The records below are to be duplicated character for character.

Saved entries
-*-

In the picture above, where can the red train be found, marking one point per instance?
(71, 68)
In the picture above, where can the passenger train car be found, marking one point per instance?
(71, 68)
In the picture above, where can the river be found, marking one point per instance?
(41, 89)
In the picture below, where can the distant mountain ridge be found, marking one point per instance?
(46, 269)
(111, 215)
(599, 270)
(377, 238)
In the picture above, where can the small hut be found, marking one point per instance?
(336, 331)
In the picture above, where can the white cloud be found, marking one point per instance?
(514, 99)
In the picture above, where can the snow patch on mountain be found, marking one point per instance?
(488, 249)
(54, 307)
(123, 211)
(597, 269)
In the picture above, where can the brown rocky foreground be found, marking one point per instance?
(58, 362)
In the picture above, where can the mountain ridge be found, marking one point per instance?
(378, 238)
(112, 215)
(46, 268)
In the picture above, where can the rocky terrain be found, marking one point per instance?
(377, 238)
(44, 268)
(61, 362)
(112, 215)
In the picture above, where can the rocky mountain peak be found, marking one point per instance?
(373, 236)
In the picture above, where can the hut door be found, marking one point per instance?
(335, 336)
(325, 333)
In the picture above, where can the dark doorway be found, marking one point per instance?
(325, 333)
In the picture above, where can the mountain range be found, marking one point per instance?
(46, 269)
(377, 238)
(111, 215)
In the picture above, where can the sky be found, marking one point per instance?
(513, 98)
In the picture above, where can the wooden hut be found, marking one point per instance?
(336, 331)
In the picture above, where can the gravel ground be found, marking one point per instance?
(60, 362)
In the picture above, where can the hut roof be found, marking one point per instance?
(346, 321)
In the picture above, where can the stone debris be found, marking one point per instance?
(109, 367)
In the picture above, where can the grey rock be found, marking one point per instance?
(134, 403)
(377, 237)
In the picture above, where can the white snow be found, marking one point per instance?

-*-

Exercise output ->
In the picture above, where can the red train be found, marking one point per instance?
(71, 68)
In the picture above, where can the passenger train car be found, marking one point per instance?
(71, 68)
In the picture above, where can the river be found, marking one point per instance?
(41, 89)
In the picture below, where can the distant mountain ridge be found, marking one point per instance?
(46, 269)
(111, 215)
(599, 270)
(377, 238)
In the picture above, where can the small hut be found, marking one point per instance?
(336, 331)
In the picture above, where can the white cloud be found, marking one point per instance?
(514, 99)
In the picture above, where can the snow patch on mountain be found, marking one point per instance?
(488, 249)
(54, 307)
(123, 211)
(597, 269)
In the picture above, where can the brown rocky foreground be found, marking one point per instance?
(58, 362)
In the picture above, where can the mountain ridge be found, marking one point per instance?
(378, 238)
(112, 215)
(46, 268)
In the picture above, where can the rocky terrain be found, marking one point per instance?
(377, 238)
(44, 268)
(61, 362)
(112, 215)
In the picture above, where can the rocky mountain peak be found, marking one point per instance?
(373, 236)
In the picture above, where can the hut door be found, marking one point per instance?
(335, 336)
(325, 333)
In the picture above, where can the dark doorway be found, marking one point per instance?
(325, 333)
In the picture above, where can the mountain range be found, marking one point per instance?
(46, 269)
(377, 238)
(111, 215)
In the picture above, where can the sky be found, marking one point per instance?
(513, 98)
In the picture above, where can the wooden hut be found, marking one point per instance?
(336, 331)
In the picture above, where can the gravel ground be found, marking one point per instance?
(60, 362)
In the picture above, where can the hut roof be found, marking one point per instance?
(346, 321)
In the picture above, where can the stone debris be found, marking one point per instance?
(109, 367)
In the picture above, where can the grey rock be found, marking one point per instance?
(134, 403)
(377, 237)
In the picture above, where can the white snow be found, marking one point per instance?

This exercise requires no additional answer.